_Goals_
A - In the passage on corporate environmental partnerships, what percentage did the Dow Chemical and NRDC project cut polluting emissions at Dow's Midland, Michigan plant?
B - Repeat word for word the part of the passage on corporate environmental partnerships from "A few years" up to and including "bags per year.".

_Text passage_

# # # # # # #

The same logic should -- does -- apply to the issue of global warming. Where singular efforts fall short, collaboration can take ideas farther, faster -- creating a more powerful positive outcome. There are lots of examples of organizations working in partnership in the name of environmental sustainability, successfully -- but there needs to be more. There's no shortage of businesses that are passionate about the issue of climate change, most of them are well-versed in the concept of collaboration and its effectiveness - so why are we still feeling a void?

I contend the passion is there, but the sense of purpose -- or perhaps "value" is a better word -- might be lacking. As much as we all agree in principle with corporate responsibility as a legitimate function of a for-profit enterprise, I believe there's a lingering sense that doing good is the right thing to do but doesn't -- indeed shouldn't -- provide any sort of bottom-line benefit. In this day and age of corporate mismanagement, bailouts, greenwashing and the like, it would be despicable for a for-profit business to expect to gain anything beyond a warm, fuzzy feeling from its efforts to be a good corporate citizen... right?

A few years back, Dow Chemical teamed up with the Natural Resources Defense Council (NRDC) to develop a portable method for identifying environmentally improved manufacturing methods. The project resulted in a 43% reduction in polluting emissions from Dow's Midland, Michigan plant. And at the Clinton Global Initiative annual meeting last fall, retail giant Wal-Mart and the Environmental Defense Fund (EDF) announced their partnership on an initiative to reduce the use of plastic bags in Wal-Mart's stores by an average of one-third per store by 2013 -- potentially eliminating 9 million plastic shopping bags per year.

# # # # # # #

_Given information_
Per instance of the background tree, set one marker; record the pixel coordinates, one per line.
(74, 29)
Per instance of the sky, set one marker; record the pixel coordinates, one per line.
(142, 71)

# # # # # # #

_Results of the exercise_
A - 43%

B -
A few years back, Dow Chemical teamed up with the Natural Resources Defense Council (NRDC) to develop a portable method for identifying environmentally improved manufacturing methods. The project resulted in a 43% reduction in polluting emissions from Dow's Midland, Michigan plant. And at the Clinton Global Initiative annual meeting last fall, retail giant Wal-Mart and the Environmental Defense Fund (EDF) announced their partnership on an initiative to reduce the use of plastic bags in Wal-Mart's stores by an average of one-third per store by 2013 -- potentially eliminating 9 million plastic shopping bags per year.